### Brano fornito
• • • • • • •
D’altronde, in un mondo in cui i soldi sotto il materasso non li tiene più nessuno, e chi ha qualche risparmio cerca di investirlo, le Banche inevitabilmente diventano importanti, non solo per il mondo delle imprese il che è scontato, ma anche per il Sior Bepi e la Siora Maria.
Date queste premesse, anche alla luce del risiko che sembra essersi rimesso in moto, cercherò di fare il punto sullo stato del sistema bancario in generale, per poi magari calarci nella realtà italiana.
State tranquilli che non vi tedierò con numeri, dati di bilancio e statistiche, perché il mio vero obiettivo è quello di affrontare il rapporto fra mondo bancario e mondo politico, che a volte sembra tradursi in un dialogo fra sordi.
Partiamo da quella che io scherzosamente definisco una visione “leopardiana”, con uno sportello bancario presente e attivo in ogni paesino, con il direttore-ragioniere nato in loco che conosce tutti, e quindi in grado di supportare le esigenze della comunità e dell’economia locali.
Scherzi a parte, quella era comunque l’Italia delle “mille Banche”, delle Popolari, delle Casse di Risparmio, dei Monti dei Pegni, delle Casse Rurali, e più erano più la classe politica era contenta; perché il legame simbiotico fra i due mondi era tale che alla fin fine erano i capi Partito, nazionali o locali, a designare coloro che dovevano andarsi a sedere nei Cda.
• • • • • • •
### Materiale fornito
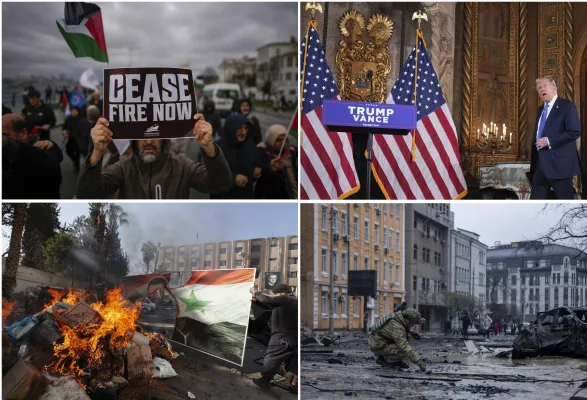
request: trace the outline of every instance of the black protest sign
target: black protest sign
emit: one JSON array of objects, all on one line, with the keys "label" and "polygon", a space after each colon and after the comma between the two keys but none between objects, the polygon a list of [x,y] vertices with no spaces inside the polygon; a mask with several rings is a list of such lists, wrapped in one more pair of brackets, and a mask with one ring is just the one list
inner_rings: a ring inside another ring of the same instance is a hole
[{"label": "black protest sign", "polygon": [[194,127],[192,71],[182,68],[104,70],[104,118],[114,139],[171,139]]}]

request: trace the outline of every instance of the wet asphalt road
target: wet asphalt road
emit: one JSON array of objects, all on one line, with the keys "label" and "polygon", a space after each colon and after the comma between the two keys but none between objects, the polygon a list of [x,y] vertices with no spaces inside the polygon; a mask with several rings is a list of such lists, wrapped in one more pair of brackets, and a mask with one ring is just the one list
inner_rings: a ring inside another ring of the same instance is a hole
[{"label": "wet asphalt road", "polygon": [[[513,338],[490,339],[506,345]],[[569,399],[579,390],[581,380],[587,380],[585,359],[548,356],[511,360],[496,358],[492,353],[470,355],[462,338],[444,335],[424,334],[421,341],[410,340],[410,344],[423,358],[430,375],[420,373],[411,363],[410,371],[378,366],[362,333],[345,337],[341,345],[332,348],[332,354],[302,353],[302,398]],[[309,347],[302,346],[304,349]],[[575,382],[533,382],[571,379]],[[582,395],[587,398],[587,389]]]}]

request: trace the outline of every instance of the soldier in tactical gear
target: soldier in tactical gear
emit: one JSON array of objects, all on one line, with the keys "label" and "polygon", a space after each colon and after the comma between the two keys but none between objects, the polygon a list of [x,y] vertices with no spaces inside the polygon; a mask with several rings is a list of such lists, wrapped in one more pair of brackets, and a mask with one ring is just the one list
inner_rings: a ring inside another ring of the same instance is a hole
[{"label": "soldier in tactical gear", "polygon": [[[414,326],[424,322],[420,313],[413,308],[387,314],[371,329],[369,347],[378,357],[377,364],[385,367],[408,368],[403,360],[408,358],[420,371],[426,372],[426,366],[420,356],[408,344],[408,335],[420,339],[416,332],[410,332]],[[387,359],[390,362],[387,362]]]}]

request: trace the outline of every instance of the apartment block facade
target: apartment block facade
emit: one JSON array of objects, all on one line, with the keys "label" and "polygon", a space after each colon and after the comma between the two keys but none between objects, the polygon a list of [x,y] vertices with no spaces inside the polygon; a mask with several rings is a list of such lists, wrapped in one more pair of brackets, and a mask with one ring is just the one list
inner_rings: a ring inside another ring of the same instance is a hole
[{"label": "apartment block facade", "polygon": [[364,299],[349,297],[348,272],[377,271],[374,318],[404,301],[403,204],[302,204],[302,326],[328,329],[330,277],[334,329],[362,329]]},{"label": "apartment block facade", "polygon": [[587,306],[587,254],[537,241],[496,244],[487,252],[487,298],[512,317],[534,320],[553,308]]},{"label": "apartment block facade", "polygon": [[281,283],[298,290],[298,237],[243,239],[159,248],[158,271],[257,268],[255,286],[265,290],[263,277],[278,272]]},{"label": "apartment block facade", "polygon": [[453,228],[450,204],[406,204],[406,301],[426,319],[422,329],[427,332],[441,332],[448,320]]}]

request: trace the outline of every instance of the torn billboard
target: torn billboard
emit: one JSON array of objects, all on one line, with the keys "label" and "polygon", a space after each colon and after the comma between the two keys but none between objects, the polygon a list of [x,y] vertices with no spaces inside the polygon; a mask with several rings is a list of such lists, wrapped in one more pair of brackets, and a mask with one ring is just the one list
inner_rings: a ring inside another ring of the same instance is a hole
[{"label": "torn billboard", "polygon": [[122,278],[124,296],[138,300],[159,289],[176,299],[172,340],[242,365],[255,268],[163,272]]}]

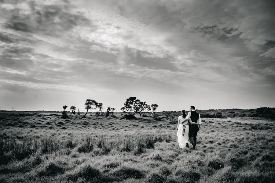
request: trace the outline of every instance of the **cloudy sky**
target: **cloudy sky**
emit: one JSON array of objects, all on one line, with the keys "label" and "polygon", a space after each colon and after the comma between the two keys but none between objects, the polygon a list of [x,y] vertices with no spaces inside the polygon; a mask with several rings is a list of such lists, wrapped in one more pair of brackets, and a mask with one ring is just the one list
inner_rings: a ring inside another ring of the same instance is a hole
[{"label": "cloudy sky", "polygon": [[0,0],[0,107],[274,107],[274,2]]}]

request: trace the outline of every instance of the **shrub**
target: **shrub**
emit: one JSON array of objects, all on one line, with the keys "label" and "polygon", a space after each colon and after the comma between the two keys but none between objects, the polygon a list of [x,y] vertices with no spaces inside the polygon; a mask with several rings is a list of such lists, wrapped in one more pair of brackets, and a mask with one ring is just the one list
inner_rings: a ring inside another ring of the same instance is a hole
[{"label": "shrub", "polygon": [[54,162],[50,160],[46,162],[46,165],[38,172],[39,177],[55,176],[63,173],[64,169],[59,162]]},{"label": "shrub", "polygon": [[67,113],[66,111],[62,111],[62,115],[61,116],[61,118],[64,119],[69,118],[69,117],[68,116],[68,115],[67,114]]},{"label": "shrub", "polygon": [[135,146],[134,150],[134,154],[135,155],[142,154],[146,152],[146,146],[143,138],[139,136],[137,138],[135,142]]},{"label": "shrub", "polygon": [[238,170],[245,164],[244,159],[241,158],[233,157],[230,159],[230,161],[232,164],[232,169],[234,171]]},{"label": "shrub", "polygon": [[157,114],[156,114],[152,118],[153,119],[155,120],[156,121],[161,121],[161,118],[160,116],[158,115]]},{"label": "shrub", "polygon": [[126,118],[127,120],[136,120],[137,118],[134,115],[125,114],[121,118],[122,119]]},{"label": "shrub", "polygon": [[70,137],[65,142],[65,146],[70,149],[73,149],[75,146],[75,144],[73,141],[72,137]]},{"label": "shrub", "polygon": [[133,141],[131,138],[128,138],[125,139],[120,147],[120,150],[130,152],[133,149]]}]

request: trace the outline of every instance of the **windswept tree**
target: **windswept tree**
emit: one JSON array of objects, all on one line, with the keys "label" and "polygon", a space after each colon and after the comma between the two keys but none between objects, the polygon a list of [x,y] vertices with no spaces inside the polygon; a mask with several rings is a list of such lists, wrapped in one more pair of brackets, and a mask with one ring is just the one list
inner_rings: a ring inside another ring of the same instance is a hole
[{"label": "windswept tree", "polygon": [[141,102],[135,97],[131,97],[126,99],[124,104],[124,106],[120,109],[124,112],[134,116],[135,114],[139,114],[141,116],[141,113],[145,111],[151,110],[150,106],[148,105],[146,102]]},{"label": "windswept tree", "polygon": [[150,105],[148,105],[146,103],[146,102],[141,102],[141,112],[143,112],[142,114],[142,116],[144,115],[145,113],[148,113],[151,111],[151,107]]},{"label": "windswept tree", "polygon": [[110,115],[110,114],[112,114],[114,113],[114,111],[116,109],[114,108],[112,108],[110,107],[108,107],[107,108],[107,112],[105,114],[105,116],[108,117]]},{"label": "windswept tree", "polygon": [[64,111],[65,111],[65,109],[67,109],[67,107],[68,107],[68,106],[66,106],[66,105],[65,105],[65,106],[63,106],[62,107],[62,108],[63,108],[63,109],[64,109]]},{"label": "windswept tree", "polygon": [[71,107],[70,108],[70,110],[71,112],[72,112],[72,113],[71,113],[71,114],[70,115],[70,116],[72,116],[72,114],[73,113],[74,115],[75,115],[75,114],[76,109],[76,108],[73,106],[71,106]]},{"label": "windswept tree", "polygon": [[67,115],[67,112],[65,110],[68,107],[68,106],[66,105],[62,106],[62,108],[63,108],[64,110],[62,112],[62,116],[61,116],[61,117],[62,118],[65,119],[69,117],[68,115]]},{"label": "windswept tree", "polygon": [[151,105],[151,107],[152,108],[152,110],[153,110],[153,112],[154,113],[154,117],[156,117],[156,109],[159,107],[159,105],[156,104],[153,104]]},{"label": "windswept tree", "polygon": [[86,100],[86,102],[84,104],[85,106],[85,109],[87,109],[86,113],[84,116],[82,117],[82,118],[85,117],[88,113],[88,110],[89,109],[94,109],[97,108],[97,102],[95,100],[92,99],[87,99]]},{"label": "windswept tree", "polygon": [[102,103],[98,103],[96,107],[99,109],[99,113],[98,113],[98,116],[100,115],[100,112],[102,111],[102,108],[103,107],[103,104]]}]

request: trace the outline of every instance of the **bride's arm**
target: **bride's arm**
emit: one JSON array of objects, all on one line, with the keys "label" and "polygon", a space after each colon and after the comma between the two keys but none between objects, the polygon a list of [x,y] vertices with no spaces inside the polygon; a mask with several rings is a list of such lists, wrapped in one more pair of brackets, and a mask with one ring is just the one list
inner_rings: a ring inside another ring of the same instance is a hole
• • • • • • •
### Consegna
Nel brano sulle banche, chi designava, nell'Italia delle "mille Banche", le persone che dovevano sedere nei Cda?

### Risposta scritta
I capi Partito, nazionali o locali.